--- start of Data entries ---

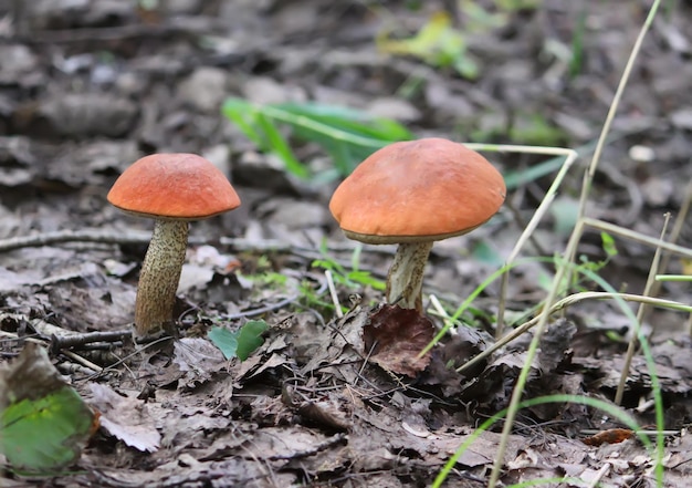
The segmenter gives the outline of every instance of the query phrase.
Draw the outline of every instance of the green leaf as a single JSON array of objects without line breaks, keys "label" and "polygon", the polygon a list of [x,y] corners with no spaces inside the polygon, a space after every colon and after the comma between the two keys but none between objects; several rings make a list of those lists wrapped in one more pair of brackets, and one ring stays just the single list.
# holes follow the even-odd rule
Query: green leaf
[{"label": "green leaf", "polygon": [[238,352],[238,340],[235,334],[226,328],[213,326],[207,333],[209,340],[221,350],[227,360],[235,357]]},{"label": "green leaf", "polygon": [[240,361],[245,361],[264,343],[262,334],[268,329],[269,325],[263,320],[251,320],[235,332],[214,326],[207,335],[221,350],[227,360],[238,357]]},{"label": "green leaf", "polygon": [[275,154],[286,170],[301,178],[311,176],[310,170],[295,157],[289,141],[279,131],[279,124],[287,125],[296,138],[318,144],[332,157],[338,173],[326,172],[315,178],[317,181],[346,176],[380,147],[412,138],[412,134],[395,121],[316,103],[256,105],[228,98],[222,113],[261,150]]},{"label": "green leaf", "polygon": [[607,232],[600,232],[600,240],[602,241],[604,251],[608,255],[608,258],[618,256],[618,248],[615,246],[615,239]]},{"label": "green leaf", "polygon": [[0,372],[0,451],[13,469],[51,474],[74,463],[97,426],[92,409],[61,378],[45,351],[28,343]]},{"label": "green leaf", "polygon": [[269,329],[263,320],[251,320],[238,331],[238,359],[245,361],[264,343],[262,334]]}]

--- end of Data entries ---

Exercise instructions
Rewrite the items above with every "outline" changed to "contour" and everything else unchanged. Omit the pictures from your answer.

Solution for this exercise
The segmenter gives the contour of every instance of the query phrase.
Draw the contour of every instance of the green leaf as a single JSON array of objects without line breaks, keys "label" and "polygon", the polygon a list of [x,y] corners with no spaces inside the polygon, a space after every colon and after the comma between the two keys but none between objects; several rings make a list of those lists wrapped in one more pair of brackets, and one ring stays just the single list.
# holes follow the even-odd rule
Query: green leaf
[{"label": "green leaf", "polygon": [[238,352],[238,340],[235,334],[226,328],[213,326],[207,333],[209,340],[221,350],[227,360],[235,357]]},{"label": "green leaf", "polygon": [[240,361],[245,361],[264,343],[262,334],[268,329],[269,325],[263,320],[251,320],[235,332],[214,326],[207,335],[221,350],[227,360],[238,357]]},{"label": "green leaf", "polygon": [[275,154],[286,170],[301,178],[311,176],[310,170],[295,157],[289,141],[279,131],[279,124],[287,125],[296,138],[318,144],[332,157],[338,173],[326,172],[315,178],[317,181],[346,176],[380,147],[412,138],[412,134],[395,121],[316,103],[256,105],[228,98],[222,113],[261,150]]},{"label": "green leaf", "polygon": [[607,232],[600,232],[600,240],[602,241],[604,251],[608,255],[608,258],[618,256],[618,248],[615,246],[615,239]]},{"label": "green leaf", "polygon": [[0,372],[0,451],[13,469],[51,474],[74,463],[97,426],[92,409],[61,378],[45,351],[28,343]]},{"label": "green leaf", "polygon": [[269,329],[263,320],[251,320],[238,331],[238,359],[245,361],[264,343],[262,334]]}]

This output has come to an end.